▸ **What is asked**: Rewrite all of the records below, substituting "Find" for every occurrence of "Locate" and keeping everything else unchanged. Do not include the pictures in your answer.

[Image object location entries]
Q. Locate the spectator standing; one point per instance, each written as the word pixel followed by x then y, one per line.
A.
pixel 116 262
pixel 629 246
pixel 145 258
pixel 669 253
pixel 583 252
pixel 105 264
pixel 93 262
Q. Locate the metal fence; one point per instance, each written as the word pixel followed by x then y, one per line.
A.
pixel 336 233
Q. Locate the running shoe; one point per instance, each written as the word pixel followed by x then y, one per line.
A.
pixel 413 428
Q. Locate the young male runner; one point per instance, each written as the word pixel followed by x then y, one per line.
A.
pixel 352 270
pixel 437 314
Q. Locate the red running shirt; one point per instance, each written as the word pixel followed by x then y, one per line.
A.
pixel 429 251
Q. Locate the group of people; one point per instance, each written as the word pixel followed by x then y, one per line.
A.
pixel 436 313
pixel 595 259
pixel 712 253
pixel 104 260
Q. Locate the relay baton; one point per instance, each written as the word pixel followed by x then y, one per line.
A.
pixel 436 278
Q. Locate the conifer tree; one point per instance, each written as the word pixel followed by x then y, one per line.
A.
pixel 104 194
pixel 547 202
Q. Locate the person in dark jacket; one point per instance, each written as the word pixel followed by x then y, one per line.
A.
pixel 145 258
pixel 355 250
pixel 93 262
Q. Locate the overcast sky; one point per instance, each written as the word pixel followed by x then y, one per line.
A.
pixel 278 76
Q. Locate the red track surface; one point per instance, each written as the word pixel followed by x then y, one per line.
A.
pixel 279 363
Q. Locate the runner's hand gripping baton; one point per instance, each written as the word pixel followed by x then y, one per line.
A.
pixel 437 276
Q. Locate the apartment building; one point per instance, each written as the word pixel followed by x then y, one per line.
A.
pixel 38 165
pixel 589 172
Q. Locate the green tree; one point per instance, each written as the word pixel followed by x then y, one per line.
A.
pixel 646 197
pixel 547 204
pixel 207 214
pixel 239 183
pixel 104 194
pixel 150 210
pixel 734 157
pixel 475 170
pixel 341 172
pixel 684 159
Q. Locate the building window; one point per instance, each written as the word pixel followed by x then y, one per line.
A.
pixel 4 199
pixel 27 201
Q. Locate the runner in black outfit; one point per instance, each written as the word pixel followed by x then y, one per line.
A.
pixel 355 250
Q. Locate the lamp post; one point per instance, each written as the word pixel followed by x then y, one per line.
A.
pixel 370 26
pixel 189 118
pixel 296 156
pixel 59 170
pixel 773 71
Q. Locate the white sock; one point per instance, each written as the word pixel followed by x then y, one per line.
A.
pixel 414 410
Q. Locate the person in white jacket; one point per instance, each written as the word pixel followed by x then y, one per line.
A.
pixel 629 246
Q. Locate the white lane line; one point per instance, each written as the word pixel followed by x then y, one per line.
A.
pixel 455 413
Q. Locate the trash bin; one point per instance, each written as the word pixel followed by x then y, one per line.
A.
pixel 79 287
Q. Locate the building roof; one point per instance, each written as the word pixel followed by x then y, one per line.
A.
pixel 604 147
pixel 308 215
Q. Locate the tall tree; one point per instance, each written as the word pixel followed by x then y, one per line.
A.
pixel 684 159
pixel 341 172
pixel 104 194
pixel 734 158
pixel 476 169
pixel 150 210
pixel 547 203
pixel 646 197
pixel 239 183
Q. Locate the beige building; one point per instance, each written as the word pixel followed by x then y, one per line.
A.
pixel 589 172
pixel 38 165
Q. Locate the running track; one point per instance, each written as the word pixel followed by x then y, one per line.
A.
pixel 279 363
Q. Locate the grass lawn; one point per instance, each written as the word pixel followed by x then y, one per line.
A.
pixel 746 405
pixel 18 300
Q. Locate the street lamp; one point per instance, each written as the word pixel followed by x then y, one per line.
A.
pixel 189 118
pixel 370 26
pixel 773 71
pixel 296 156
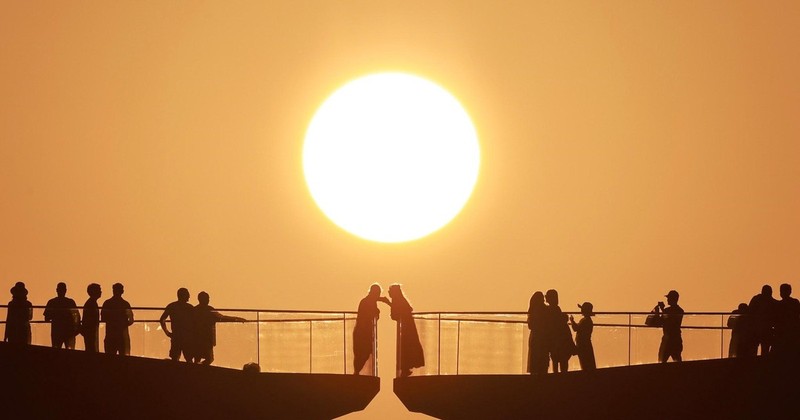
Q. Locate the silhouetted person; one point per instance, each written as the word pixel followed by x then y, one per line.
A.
pixel 118 316
pixel 763 309
pixel 364 331
pixel 411 355
pixel 561 345
pixel 670 319
pixel 18 316
pixel 787 326
pixel 90 325
pixel 538 354
pixel 205 329
pixel 180 316
pixel 741 334
pixel 62 314
pixel 583 336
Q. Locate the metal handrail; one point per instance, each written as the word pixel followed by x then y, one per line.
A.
pixel 457 353
pixel 312 318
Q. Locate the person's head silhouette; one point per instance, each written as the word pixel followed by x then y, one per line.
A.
pixel 61 289
pixel 19 291
pixel 672 297
pixel 537 299
pixel 94 291
pixel 375 290
pixel 587 309
pixel 786 290
pixel 551 297
pixel 183 294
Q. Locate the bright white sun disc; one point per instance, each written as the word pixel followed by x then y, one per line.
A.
pixel 391 157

▸ **Written solution**:
Q. Find the spectator standing; one point per instance, each written as the word pixel followed by x then y, one per line.
A.
pixel 116 262
pixel 629 246
pixel 145 258
pixel 669 253
pixel 583 252
pixel 105 264
pixel 93 262
Q. Find the metal fence; one point per instance, each written as the word pixel followed by x then y, one per line.
A.
pixel 336 233
Q. Find the running shoe; one point per instance, each written as the word pixel followed by x then y, one per line.
A.
pixel 413 428
Q. Find the young male runner; one point per instance, each written as the word pixel followed by x then y, one per line.
A.
pixel 352 270
pixel 437 314
Q. Find the red running shirt; one point per instance, each written as the word pixel followed by x then y, one per line.
A.
pixel 429 251
Q. Find the group of people; one point per instance, each written as the word pixel followed by x then y, one per line.
A.
pixel 436 313
pixel 595 259
pixel 712 253
pixel 104 260
Q. Find the relay baton; one point per instance, each written as the word pixel followed by x then y, one per line.
A.
pixel 436 278
Q. Find the conifer tree; one point per instance, each written as the word pixel followed by x then y, one per line.
A.
pixel 104 194
pixel 547 202
Q. Find the person in dark jacket; one point per instance, each written as the word pixel followed by x then y, one per line.
A.
pixel 145 258
pixel 355 250
pixel 93 262
Q. Find the overcast sky; one point per instance, each written as the word pixel followed by x then y, one per line.
A.
pixel 278 76
Q. Find the red track surface; one point per instance, each written as the word pixel followed by x then y, one per line.
A.
pixel 279 363
Q. Find the runner's hand gripping baton; one point per instance, each written as the word pixel followed by x then y, one per line.
A.
pixel 437 276
Q. Find the apartment building; one point per instance, each written as the word pixel followed by x then y, one per line.
A.
pixel 38 165
pixel 589 172
Q. Find the green tree; one point per instance, each written as the word pixel followed by x then y, one per line.
A.
pixel 646 197
pixel 547 204
pixel 207 214
pixel 239 183
pixel 104 194
pixel 150 210
pixel 734 157
pixel 475 170
pixel 341 172
pixel 684 159
Q. Find the building window; one point per instance, each written as the word pixel followed by x then y, one per line.
A.
pixel 4 199
pixel 27 201
Q. Find the runner in black outfit; one point per instance, each written as the word pixel followed by x then y, one per line.
A.
pixel 355 250
Q. Find the lamp post; one point per instance, each written as the word pixel followed by x then y, one per line.
A.
pixel 370 26
pixel 189 118
pixel 296 156
pixel 59 170
pixel 773 71
Q. Find the white sock; one point per instance, each written as the word pixel followed by x then y, one per line.
A.
pixel 414 410
Q. Find the person in white jacket; one point per instance, each written as the word pixel followed by x then y, one per line.
A.
pixel 629 246
Q. Find the white lane line; one point per instance, each written as the word pixel followed by x then y, one per line.
A.
pixel 455 413
Q. Find the trash bin; one point per instance, each written as the word pixel followed by x then y, one per line.
A.
pixel 79 287
Q. Find the building roof; one point per instance, each written as the word pixel followed by x then y, one per line.
A.
pixel 604 147
pixel 308 215
Q. Find the tall tree; one point per instance, each written as the word pixel followed by x then y, one per line.
A.
pixel 684 159
pixel 341 172
pixel 104 194
pixel 734 158
pixel 476 169
pixel 150 210
pixel 547 203
pixel 646 197
pixel 239 183
Q. Find the beige building; one point per instance, each written as the word pixel followed by x then y, one per line.
A.
pixel 589 172
pixel 38 165
Q. Find the running track; one point per instance, each written as the word pixel followed by x then y, one per line.
A.
pixel 279 363
Q. Find the grass lawn; one point per instance, each written as the word pixel followed by x then y, one per line.
A.
pixel 746 405
pixel 18 300
Q. Find the street lamp; one point per instance, each written as the word pixel followed by x then y, one per line.
A.
pixel 189 118
pixel 370 26
pixel 773 71
pixel 296 156
Q. Find the silhouetted person; one point per instance, each written as the word pixel followed by x then y, one per line.
A.
pixel 118 316
pixel 763 309
pixel 364 331
pixel 411 355
pixel 561 345
pixel 670 319
pixel 18 316
pixel 787 326
pixel 90 325
pixel 538 354
pixel 205 329
pixel 180 316
pixel 741 334
pixel 62 314
pixel 583 336
Q. Find the metal handrail; one point per instance, each written as the word pixel followed by x then y, one per line.
A.
pixel 457 353
pixel 312 318
Q. Find the person's head silhouette; one point per instance, each written as the word pixel followed by x then y, one per line.
A.
pixel 61 289
pixel 19 291
pixel 672 297
pixel 537 299
pixel 94 291
pixel 375 290
pixel 587 309
pixel 786 290
pixel 551 297
pixel 183 294
Q. Find the bright white sun disc; one point per instance, each written as the word pixel followed by x then y, one per line.
A.
pixel 391 157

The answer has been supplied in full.